───── Material provided
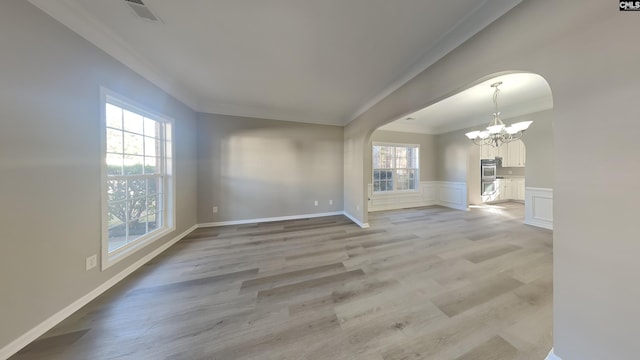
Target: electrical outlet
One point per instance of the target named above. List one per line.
(91, 262)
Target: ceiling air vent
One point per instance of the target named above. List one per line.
(141, 10)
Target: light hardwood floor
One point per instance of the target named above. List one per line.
(425, 283)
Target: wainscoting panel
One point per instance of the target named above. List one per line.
(453, 194)
(539, 207)
(445, 193)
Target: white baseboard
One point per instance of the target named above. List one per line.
(539, 207)
(271, 219)
(355, 220)
(37, 331)
(552, 356)
(444, 193)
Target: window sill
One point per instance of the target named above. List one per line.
(395, 192)
(112, 258)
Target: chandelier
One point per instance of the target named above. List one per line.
(496, 132)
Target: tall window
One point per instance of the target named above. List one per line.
(395, 167)
(137, 178)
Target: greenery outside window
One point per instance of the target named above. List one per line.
(395, 167)
(137, 181)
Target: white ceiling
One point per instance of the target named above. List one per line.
(520, 94)
(319, 61)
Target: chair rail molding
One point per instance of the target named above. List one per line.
(552, 356)
(444, 193)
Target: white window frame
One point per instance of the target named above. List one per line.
(394, 169)
(168, 199)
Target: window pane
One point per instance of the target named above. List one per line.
(136, 229)
(133, 165)
(133, 144)
(154, 186)
(150, 165)
(413, 154)
(135, 147)
(402, 182)
(114, 141)
(152, 204)
(154, 221)
(383, 157)
(401, 157)
(133, 122)
(136, 208)
(151, 128)
(117, 225)
(136, 188)
(113, 116)
(116, 190)
(114, 164)
(151, 146)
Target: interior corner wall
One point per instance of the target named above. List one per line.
(538, 141)
(256, 168)
(50, 164)
(577, 48)
(427, 155)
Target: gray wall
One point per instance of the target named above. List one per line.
(50, 218)
(256, 168)
(453, 150)
(595, 176)
(427, 151)
(538, 141)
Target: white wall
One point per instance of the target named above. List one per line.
(585, 50)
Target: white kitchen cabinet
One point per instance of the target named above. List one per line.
(487, 152)
(517, 188)
(504, 189)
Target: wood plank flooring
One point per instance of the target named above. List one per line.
(424, 283)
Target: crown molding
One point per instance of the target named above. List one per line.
(73, 16)
(486, 13)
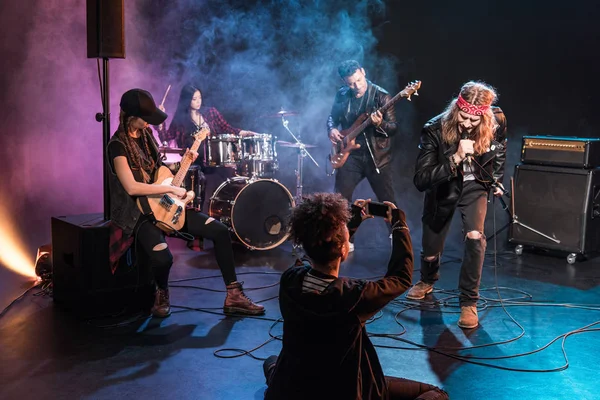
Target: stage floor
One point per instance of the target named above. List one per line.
(48, 354)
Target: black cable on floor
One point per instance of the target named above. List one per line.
(37, 284)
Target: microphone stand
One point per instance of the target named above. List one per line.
(514, 219)
(302, 152)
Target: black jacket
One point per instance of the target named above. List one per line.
(326, 351)
(380, 138)
(443, 185)
(124, 211)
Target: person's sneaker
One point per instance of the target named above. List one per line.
(468, 317)
(162, 306)
(236, 302)
(268, 367)
(419, 291)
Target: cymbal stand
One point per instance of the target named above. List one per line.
(302, 152)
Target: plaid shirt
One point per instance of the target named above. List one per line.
(217, 124)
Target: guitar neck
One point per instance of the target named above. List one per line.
(354, 133)
(185, 164)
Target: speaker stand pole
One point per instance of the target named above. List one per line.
(105, 118)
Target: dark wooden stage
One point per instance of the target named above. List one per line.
(197, 352)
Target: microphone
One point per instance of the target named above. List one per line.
(468, 157)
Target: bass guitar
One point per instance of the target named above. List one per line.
(341, 150)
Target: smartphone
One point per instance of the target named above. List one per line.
(377, 209)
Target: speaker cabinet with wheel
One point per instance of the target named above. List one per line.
(105, 28)
(556, 208)
(82, 279)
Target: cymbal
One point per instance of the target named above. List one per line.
(170, 150)
(282, 113)
(283, 143)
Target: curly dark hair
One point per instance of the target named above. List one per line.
(348, 68)
(317, 224)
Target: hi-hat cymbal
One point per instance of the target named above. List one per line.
(283, 143)
(282, 113)
(170, 150)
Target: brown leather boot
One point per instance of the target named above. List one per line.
(236, 302)
(161, 307)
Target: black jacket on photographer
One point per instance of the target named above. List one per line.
(442, 183)
(327, 353)
(346, 109)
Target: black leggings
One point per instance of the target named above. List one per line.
(148, 236)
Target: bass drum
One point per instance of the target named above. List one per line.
(256, 210)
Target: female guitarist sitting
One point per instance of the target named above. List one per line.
(134, 159)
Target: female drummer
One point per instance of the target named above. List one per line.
(188, 119)
(134, 157)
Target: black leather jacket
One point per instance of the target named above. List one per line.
(443, 184)
(380, 138)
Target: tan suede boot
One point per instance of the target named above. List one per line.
(162, 306)
(468, 317)
(236, 302)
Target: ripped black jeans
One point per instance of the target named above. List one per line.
(148, 236)
(473, 208)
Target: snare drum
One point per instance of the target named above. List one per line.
(260, 156)
(259, 147)
(256, 211)
(224, 151)
(258, 168)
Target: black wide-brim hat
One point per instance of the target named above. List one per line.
(139, 103)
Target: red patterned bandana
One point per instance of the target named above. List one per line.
(469, 108)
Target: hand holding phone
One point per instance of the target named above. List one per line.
(377, 209)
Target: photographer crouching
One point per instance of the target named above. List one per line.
(326, 351)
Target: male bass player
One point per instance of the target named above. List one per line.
(134, 161)
(456, 147)
(371, 153)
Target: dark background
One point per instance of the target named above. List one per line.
(252, 58)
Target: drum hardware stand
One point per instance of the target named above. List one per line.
(302, 153)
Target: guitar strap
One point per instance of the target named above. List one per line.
(370, 107)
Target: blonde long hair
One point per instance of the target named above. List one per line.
(479, 94)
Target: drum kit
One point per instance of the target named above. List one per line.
(251, 202)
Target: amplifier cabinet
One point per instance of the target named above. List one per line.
(562, 203)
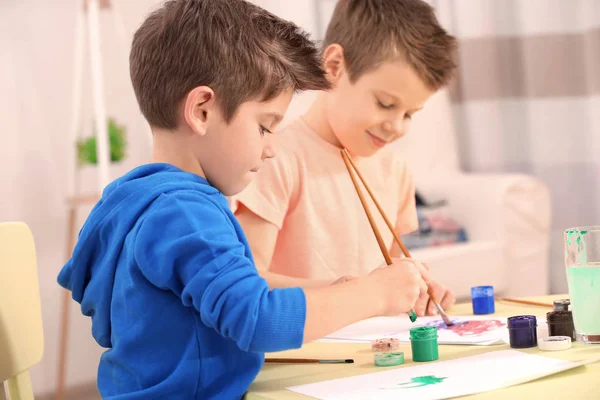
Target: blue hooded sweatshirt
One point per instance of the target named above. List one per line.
(164, 270)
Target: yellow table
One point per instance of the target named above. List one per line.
(579, 383)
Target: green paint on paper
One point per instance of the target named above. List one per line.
(421, 381)
(412, 316)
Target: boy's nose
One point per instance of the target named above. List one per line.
(268, 151)
(395, 127)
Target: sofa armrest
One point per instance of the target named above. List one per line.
(484, 203)
(514, 209)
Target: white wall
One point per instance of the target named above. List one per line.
(36, 50)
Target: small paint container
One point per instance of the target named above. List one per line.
(423, 342)
(389, 359)
(385, 345)
(482, 298)
(560, 321)
(522, 331)
(555, 343)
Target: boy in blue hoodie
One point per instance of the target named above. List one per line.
(161, 265)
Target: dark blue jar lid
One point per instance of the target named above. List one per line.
(522, 321)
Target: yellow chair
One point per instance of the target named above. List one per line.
(21, 332)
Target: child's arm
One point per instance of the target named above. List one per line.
(390, 290)
(262, 236)
(188, 247)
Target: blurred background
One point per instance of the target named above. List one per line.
(526, 101)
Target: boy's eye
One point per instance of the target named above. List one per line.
(263, 130)
(385, 106)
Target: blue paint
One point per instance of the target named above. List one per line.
(522, 330)
(482, 298)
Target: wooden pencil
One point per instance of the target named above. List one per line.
(527, 302)
(308, 361)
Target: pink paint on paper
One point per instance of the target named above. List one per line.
(469, 328)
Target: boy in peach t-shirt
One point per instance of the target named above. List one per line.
(302, 216)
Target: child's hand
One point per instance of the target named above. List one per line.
(441, 293)
(344, 278)
(398, 286)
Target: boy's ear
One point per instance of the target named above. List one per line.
(334, 62)
(199, 103)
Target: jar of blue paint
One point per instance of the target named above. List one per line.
(522, 331)
(483, 300)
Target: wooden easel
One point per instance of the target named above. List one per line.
──────────
= Challenge =
From the line holding "Target: blue paint" down to the final line above, quote every line exactly and only those lines.

= The reply =
Target: blue paint
One point per instance of the target named above. List one per line.
(522, 330)
(482, 298)
Target: wooden pencil
One point per instance of the target named above. List one per line.
(527, 302)
(308, 361)
Target: pink paint on paper
One point per instance of the target named above. List one per line.
(469, 328)
Target: boy in peach t-shirt
One point per instance of the target named above. List one per line.
(302, 216)
Target: child's hand
One point per instance of the target named above. List one per line.
(441, 293)
(344, 278)
(398, 286)
Target: boy's ear
One point per instance of the target named above. List one per line.
(334, 62)
(199, 103)
Target: jar of blue paint
One point per instance of the target named above. List one per line.
(522, 331)
(483, 300)
Target: wooden easel
One point per instance of the target named above. List one per line.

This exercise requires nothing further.